» **Exercise prompt**: Reproduce every entry below precisely; do not include the pictures.

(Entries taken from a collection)
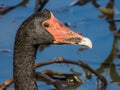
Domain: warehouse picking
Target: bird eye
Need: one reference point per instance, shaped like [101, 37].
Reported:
[46, 24]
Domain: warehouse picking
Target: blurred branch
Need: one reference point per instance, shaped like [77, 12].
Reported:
[50, 76]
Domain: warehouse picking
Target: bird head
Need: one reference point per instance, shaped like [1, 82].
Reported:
[45, 28]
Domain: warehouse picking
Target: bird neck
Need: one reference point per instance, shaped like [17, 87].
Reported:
[24, 60]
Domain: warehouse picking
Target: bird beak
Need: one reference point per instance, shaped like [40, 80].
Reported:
[63, 35]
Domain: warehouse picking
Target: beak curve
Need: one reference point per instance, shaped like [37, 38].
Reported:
[63, 35]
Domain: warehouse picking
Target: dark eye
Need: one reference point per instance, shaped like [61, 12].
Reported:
[46, 24]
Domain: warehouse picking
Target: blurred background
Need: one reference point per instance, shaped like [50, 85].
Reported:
[98, 20]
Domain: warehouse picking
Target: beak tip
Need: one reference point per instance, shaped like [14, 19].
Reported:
[86, 42]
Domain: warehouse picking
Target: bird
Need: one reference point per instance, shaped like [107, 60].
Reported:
[41, 28]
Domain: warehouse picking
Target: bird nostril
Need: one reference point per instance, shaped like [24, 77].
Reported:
[46, 24]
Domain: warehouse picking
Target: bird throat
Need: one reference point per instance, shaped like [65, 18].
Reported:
[24, 72]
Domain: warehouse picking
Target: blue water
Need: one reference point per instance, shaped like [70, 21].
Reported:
[86, 21]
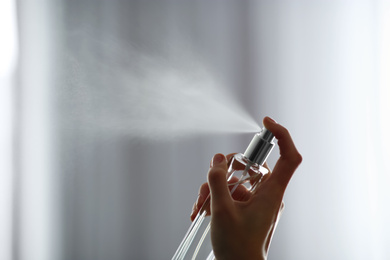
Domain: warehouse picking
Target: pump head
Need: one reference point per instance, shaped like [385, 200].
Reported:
[260, 147]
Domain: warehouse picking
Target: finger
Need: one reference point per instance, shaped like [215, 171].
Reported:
[229, 157]
[202, 195]
[220, 195]
[289, 156]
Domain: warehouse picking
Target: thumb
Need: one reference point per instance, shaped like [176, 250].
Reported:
[219, 191]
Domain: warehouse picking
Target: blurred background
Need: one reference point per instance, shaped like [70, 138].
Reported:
[110, 112]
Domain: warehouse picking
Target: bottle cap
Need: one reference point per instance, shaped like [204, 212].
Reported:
[260, 147]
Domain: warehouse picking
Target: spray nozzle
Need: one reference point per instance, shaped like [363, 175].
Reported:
[260, 147]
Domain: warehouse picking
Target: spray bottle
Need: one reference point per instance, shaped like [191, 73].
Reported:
[243, 169]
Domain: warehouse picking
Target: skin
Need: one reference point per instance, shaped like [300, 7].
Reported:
[242, 226]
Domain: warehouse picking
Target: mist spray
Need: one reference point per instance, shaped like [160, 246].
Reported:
[243, 169]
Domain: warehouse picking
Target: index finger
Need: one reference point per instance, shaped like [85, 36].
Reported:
[289, 159]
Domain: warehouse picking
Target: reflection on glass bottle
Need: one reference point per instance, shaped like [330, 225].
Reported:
[244, 169]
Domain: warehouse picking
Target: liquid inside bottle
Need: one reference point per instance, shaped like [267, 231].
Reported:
[244, 171]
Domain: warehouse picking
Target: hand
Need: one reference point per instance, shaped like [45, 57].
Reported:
[242, 229]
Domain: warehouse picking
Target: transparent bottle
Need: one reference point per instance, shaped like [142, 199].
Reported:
[244, 169]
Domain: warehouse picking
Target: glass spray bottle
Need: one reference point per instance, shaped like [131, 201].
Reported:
[243, 169]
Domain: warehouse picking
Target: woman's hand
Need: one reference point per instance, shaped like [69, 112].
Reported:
[242, 229]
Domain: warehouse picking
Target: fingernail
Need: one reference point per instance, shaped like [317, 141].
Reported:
[199, 201]
[218, 158]
[271, 119]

» **Exercise solution**:
Domain: warehouse picking
Target: bird eye
Need: one reference point per instance, shaped like [101, 37].
Reported:
[46, 24]
Domain: warehouse picking
Target: blurred branch
Need: one reference point per instance, shaped like [77, 12].
Reported:
[50, 76]
Domain: warehouse picking
Target: bird head
Need: one reference point per instance, shaped like [1, 82].
Reported:
[45, 28]
Domain: warehouse picking
Target: bird neck
Need: one reference point per instance, shaped like [17, 87].
Reported:
[24, 60]
Domain: warehouse picking
Target: bird beak
Need: one reference point per instance, shaped like [40, 80].
Reported:
[63, 35]
Domain: warehouse picking
Target: beak curve
Need: one reference point per instance, shaped like [37, 38].
Reported:
[63, 35]
Domain: warehouse picking
Target: dark eye
Need: one reference point per instance, shaped like [61, 12].
Reported:
[46, 24]
Domain: warehouse picking
Target: blurred background
Need: one reference point per instance, shaped like [50, 85].
Reported:
[98, 20]
Domain: warehouse picking
Target: beak tip
Need: one reference point per instance, shaped like [14, 19].
Reported:
[86, 42]
Domain: warehouse picking
Target: bird
Need: one reference point per instance, shaped like [107, 60].
Reported:
[41, 28]
Domain: warehouse picking
Target: bird nostril
Need: one reference point per instance, shaped like [24, 77].
Reported:
[46, 24]
Domain: warehouse picking
Target: bird throat
Need: one reference point per instance, shaped like [65, 18].
Reported:
[24, 72]
Domain: warehouse picking
Target: blue water
Need: one reference point per instance, shaped like [70, 21].
Reported:
[86, 21]
Domain: warehouse picking
Target: pump head
Need: one reference point per instance, shaped like [385, 200].
Reported:
[260, 147]
Domain: warehouse picking
Target: finger
Need: one reference point per instance, shaped like [215, 171].
Reported:
[229, 157]
[202, 195]
[220, 195]
[289, 156]
Domain: warehouse picking
Target: thumb
Need: one reference point per instance, shaped like [176, 250].
Reported:
[219, 191]
Domain: warehouse picking
Target: blurred background
Need: one reference point per instance, shaped like [70, 138].
Reported:
[110, 112]
Domain: warehouse picking
Target: bottle cap
Need: one reference point per instance, shaped like [204, 212].
Reported:
[260, 147]
Domain: warehouse picking
Target: spray nozzle
Need: one reference point per instance, shaped like [363, 175].
Reported:
[260, 147]
Domain: warehouse picking
Target: spray bottle
Need: one reference point per instance, shaped like [191, 73].
Reported:
[243, 169]
Domain: warehouse picking
Target: skin
Need: one reference point per instance, shaped like [300, 7].
Reported:
[242, 226]
Domain: warehouse picking
Target: mist spray
Need: one reference point per instance, shaped like [160, 246].
Reported:
[243, 169]
Domain: warehouse picking
Target: index finger
Need: one reference point per instance, shaped like [85, 36].
Reported:
[289, 159]
Domain: warehouse picking
Target: reflection on glass bottle
Need: one reference point per instance, shaped like [330, 225].
Reported:
[244, 169]
Domain: warehouse picking
Target: liquid inside bottle
Need: one reference point per instance, shaped like [267, 231].
Reported:
[244, 171]
Domain: warehouse picking
Target: hand
Need: one reference point per instance, shaped like [45, 57].
Reported:
[242, 229]
Domain: warehouse picking
Target: transparent bottle
Need: one reference point per instance, shaped like [142, 199].
Reported:
[244, 169]
Domain: warehouse picking
Target: glass spray bottle
Need: one reference point per instance, shaped like [131, 201].
Reported:
[243, 169]
Domain: warehouse picking
Target: woman's hand
Need: one reference point per instance, shaped like [69, 112].
Reported:
[242, 229]
Domain: warehouse picking
Target: fingernail
Need: one reference point per instance, shaped like [317, 141].
Reported:
[199, 201]
[218, 158]
[271, 119]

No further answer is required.